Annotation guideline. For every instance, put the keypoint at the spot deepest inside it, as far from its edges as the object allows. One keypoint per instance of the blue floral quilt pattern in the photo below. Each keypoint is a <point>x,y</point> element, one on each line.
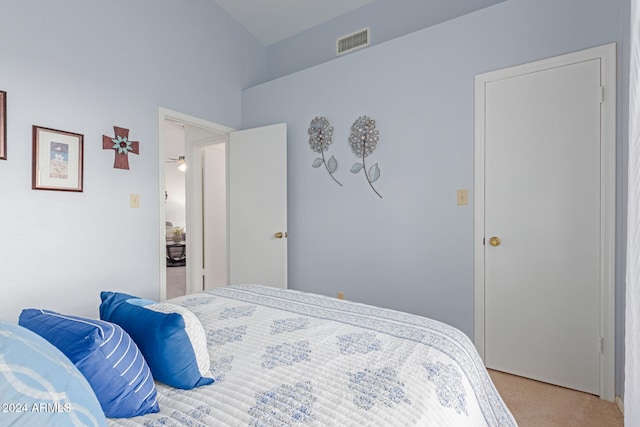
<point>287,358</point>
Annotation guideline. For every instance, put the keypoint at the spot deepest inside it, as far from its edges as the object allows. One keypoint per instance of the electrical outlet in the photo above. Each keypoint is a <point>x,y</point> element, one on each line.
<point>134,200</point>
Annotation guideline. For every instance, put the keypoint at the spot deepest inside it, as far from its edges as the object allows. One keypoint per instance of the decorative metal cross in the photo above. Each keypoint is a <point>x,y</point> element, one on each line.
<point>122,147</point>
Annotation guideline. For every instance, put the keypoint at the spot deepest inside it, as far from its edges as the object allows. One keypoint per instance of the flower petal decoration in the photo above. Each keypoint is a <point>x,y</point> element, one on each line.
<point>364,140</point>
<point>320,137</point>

PROBLEM REQUIREMENTS: Rewrite every line of the listing above with "keypoint" changed to "marker" and nothing else altered. Leave the pictures out of your answer.

EXERCISE RESPONSE:
Annotation guideline. For every instance, put the marker at the spot deepest inside it, as far from its edges as the object allows. One marker per instance of the blue floral quilt pattern in the photo below. Each marker is a <point>x,y</point> element, one on each line.
<point>287,358</point>
Annotation guideline. For every instance, put the marker at the spot deepest inside it, as far from its edges as the object allows. One marker per instance of the electrical outlet in the photo above. Each marker is a <point>x,y</point> element, one on each line.
<point>134,200</point>
Annotation guideline. For every instance, put the marker at the spot deepest inside it, as far from its edges as the object allows. One marker per instance of the decorative metal cross in the photo above. Each marker is a <point>x,y</point> element, one on each line.
<point>122,147</point>
Annotation guideline. For every instance, put the marker at the spot deepest inside it, as far from its edges as the object allows. One marker per instance of the flower petal decoration in the photo above. Each marker is a <point>x,y</point> element, one on each line.
<point>364,140</point>
<point>320,137</point>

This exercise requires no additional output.